> **Challenge 1**
List every Python module that the assignment notebook imports.
> **Challenge 2**
Write the next part of the assignment notebook on text preprocessing and TF-IDF similarity, starting after its last code cell.

> **Provided passage**
-------------------------
# Assignment 1 - Text Preprocessing and Similarity
This assignment will focus on text preprocessing and the calculation of text similarity through TF-IDF. Please put the data file `kickstarter_desc_sample.csv` under the same directory with this notebook. 

The code below will load the data and select a random sample for subsequent tasks. Each student will work on a different random sample. Then it will display how the data looks like in your sample. 

The code in the notebook primarily uses `pandas` dataframe. You can use `df['column'].apply(function)` to apply any preprocessing function directly on pandas dataframe.

The data was collected from the a crowdfunding website, Kickstarter (<a>www.kickstarter.com</a>). It is basically about entrepreneurial fundraising campaigns. The sample contains around five thousand project descriptions. For each row in the data, there is a `project_id`, the unique identifier of the project, and a column of textual project description (`description_str`).

In [None]:
import pandas as pd
import numpy as np
descriptions = pd.read_csv('./kickstarter_desc_sample.csv')
descriptions = descriptions.sample(1000)
import platform
platform.uname()

In [None]:
pd.set_option('display.max_colwidth', 200)
descriptions.head()
-------------------------
> **Material**
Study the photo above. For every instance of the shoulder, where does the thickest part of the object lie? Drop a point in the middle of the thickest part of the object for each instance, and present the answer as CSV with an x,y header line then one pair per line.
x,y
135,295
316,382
-------------------------
> **Exercise output 1**
pandas, numpy, platform

> **Exercise output 2**
## Task 1 Text Preprocessing
In Task 1 you will preprocess the text. The text has lots of noises and unstructured terms so before performing subsequent analysis, you need to clean them first.

In this task, you will implement (1) `tokenizer` (2) `stop words removal` (3) `lemmatizer` to preprocess the texts in the column `description_str`. Eventually, the cleaned text should be saved as a separate column in the `descriptions` dataframe with the name `description_clean`.

First make sure you download the NLTK corpora.

### `Task 1.1` Tokenizer
Implement tokenizer to tokenize the text and remove special characters in the text

In [None]:
import re
from nltk.tokenize import RegexpTokenizer

def tokenizer(description):
    #tokenize to extract words
    description = description.lower()
    description = re.sub('[^a-zA-Z0-9]', ' ', description)
    tokenizer = RegexpTokenizer('\w+|\$[\d\.]+|\S+')
    words = tokenizer.tokenize(description)
    tokenized_words = ' '.join(words)
    return tokenized_words

In [None]:
descriptions['description_clean'] = descriptions['description_str'].apply(tokenizer)
descriptions.head()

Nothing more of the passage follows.